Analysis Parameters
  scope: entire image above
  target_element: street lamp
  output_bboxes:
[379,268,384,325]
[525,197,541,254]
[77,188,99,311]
※
Direction = Output the records above as a numbered list, one line per item, with any blank lines omitted.

Answer to this exercise =
1. Analysis Parameters
2.   scope: entire image above
3.   target_element: street lamp
4.   output_bboxes:
5. [379,268,384,325]
6. [525,197,541,254]
7. [77,188,99,311]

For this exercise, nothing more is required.